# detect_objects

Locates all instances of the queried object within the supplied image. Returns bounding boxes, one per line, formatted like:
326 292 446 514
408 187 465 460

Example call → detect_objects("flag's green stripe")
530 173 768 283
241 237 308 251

==============================

**JOB:**
Rewrite the records with "green stripe" changed to "white stripe", leaving everything else untouched.

**TASK RESULT:**
# detect_objects

Locates all instances of the queried object within the supplied image. Returns bounding boxes, one per line, formatted like:
326 292 446 514
408 187 465 460

Example call → detect_objects("flag's white stripe")
530 173 768 283
241 237 308 251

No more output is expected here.